## START

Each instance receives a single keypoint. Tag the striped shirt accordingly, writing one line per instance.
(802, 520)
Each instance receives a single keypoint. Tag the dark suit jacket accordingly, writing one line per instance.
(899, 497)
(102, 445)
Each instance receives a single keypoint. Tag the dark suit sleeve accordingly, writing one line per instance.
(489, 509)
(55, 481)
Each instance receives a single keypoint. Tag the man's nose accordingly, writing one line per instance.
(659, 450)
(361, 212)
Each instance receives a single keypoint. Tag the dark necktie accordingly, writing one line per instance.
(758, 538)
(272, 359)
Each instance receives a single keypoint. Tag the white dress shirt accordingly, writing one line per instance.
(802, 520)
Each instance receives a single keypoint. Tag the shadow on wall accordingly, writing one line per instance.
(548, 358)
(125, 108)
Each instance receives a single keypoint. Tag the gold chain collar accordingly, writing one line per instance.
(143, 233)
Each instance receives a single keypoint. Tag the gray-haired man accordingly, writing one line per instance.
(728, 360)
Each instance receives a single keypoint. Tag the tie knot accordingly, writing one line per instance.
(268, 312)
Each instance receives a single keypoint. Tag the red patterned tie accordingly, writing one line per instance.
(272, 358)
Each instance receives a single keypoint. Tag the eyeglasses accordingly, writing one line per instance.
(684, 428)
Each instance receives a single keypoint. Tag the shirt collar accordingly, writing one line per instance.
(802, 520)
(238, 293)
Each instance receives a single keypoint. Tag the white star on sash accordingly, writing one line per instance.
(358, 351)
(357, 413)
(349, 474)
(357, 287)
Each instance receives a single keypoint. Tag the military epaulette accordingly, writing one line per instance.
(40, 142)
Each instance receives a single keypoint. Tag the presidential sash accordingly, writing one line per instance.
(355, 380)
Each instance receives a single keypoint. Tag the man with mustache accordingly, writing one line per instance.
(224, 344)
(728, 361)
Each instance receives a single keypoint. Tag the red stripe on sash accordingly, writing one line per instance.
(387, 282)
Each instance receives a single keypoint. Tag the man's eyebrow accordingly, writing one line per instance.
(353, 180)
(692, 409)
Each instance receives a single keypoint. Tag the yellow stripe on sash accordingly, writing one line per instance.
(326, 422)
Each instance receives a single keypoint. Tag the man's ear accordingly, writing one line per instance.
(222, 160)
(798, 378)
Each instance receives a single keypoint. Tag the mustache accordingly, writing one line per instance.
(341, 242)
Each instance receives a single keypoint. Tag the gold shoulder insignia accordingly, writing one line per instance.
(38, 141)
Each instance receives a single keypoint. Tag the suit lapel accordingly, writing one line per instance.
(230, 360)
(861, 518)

## END

Transcribe every one of the records above word for word, keeping each line in its original order and form.

# ANSWER FOR THIS EXERCISE
Each instance receives a single keypoint. Tag the striped shirt accordingly, writing one line per instance.
(802, 520)
Each instance receives a single keypoint. Tag the dark suit jacket accordingly, writing one line per instance.
(899, 497)
(102, 445)
Each instance receives a single keypoint. Tag the dark suit sleeve accordingly, writing one line per instance.
(489, 509)
(55, 481)
Each instance receives a single keypoint. Tag the man's nose accordingly, writing one line per instance.
(659, 450)
(361, 212)
Each instance receives a single keypoint. Tag the dark necktie accordingly, writing one line per instance.
(758, 538)
(272, 359)
Each instance receives a single keypoint. Tag the white dress shirt accordingly, writing one line per instance.
(802, 520)
Each instance receives a single keypoint. Tag the shadow on wall accordingly, writing one line per instance.
(548, 358)
(125, 108)
Each instance receives a single keypoint. Tag the gold chain collar accordingly, writing one line per instance.
(143, 233)
Each instance receives a single keypoint. Tag the gray-haired man accordingly, writing one line per instance.
(728, 360)
Each instance receives a single keypoint. Tag the tie knot accordingly, writing one line per instance.
(268, 312)
Each instance receives a single keypoint. Tag the red patterned tie accordingly, writing one line per instance.
(272, 358)
Each instance receives a single keypoint. Tag the eyeglasses accordingly, writing one line per instance.
(684, 428)
Each instance receives a single keypoint. Tag the shirt collar accordingly, writing one line per instance.
(802, 520)
(238, 293)
Each instance receives a single keypoint. Tag the white star on sash accordingly, writing one line per instance.
(358, 351)
(357, 413)
(349, 474)
(357, 287)
Each instance receives a single keypoint. Tag the military epaulette accordingly, writing one line per instance.
(40, 142)
Each instance receives a single keypoint. Tag the presidential sash accordingly, writing one line per instance.
(355, 380)
Each instance receives a single keypoint. Tag the man with mustache accordingly, writing one line per instance.
(224, 344)
(728, 361)
Each instance receives a single keypoint. Tag the red stripe on sash accordingly, writing one line per instance.
(387, 282)
Each instance receives a single keypoint. Tag the man's eyebrow accordingly, writing one line per instance.
(353, 180)
(692, 409)
Each instance receives a single keypoint. Tag the yellow stripe on sash accordingly, writing one line per instance.
(326, 422)
Each instance receives a single keypoint. Tag the man's ear accordingly, writing one line per instance.
(222, 160)
(798, 378)
Each instance receives a single keypoint. Tag the mustache accordingly, writing one line per instance.
(341, 242)
Each instance receives a single keypoint. Tag the gold shoulder insignia accordingly, writing one line per instance.
(38, 141)
Each instance receives a single keypoint. Tag the suit lapel accordingly, writing one line per instance.
(230, 360)
(861, 518)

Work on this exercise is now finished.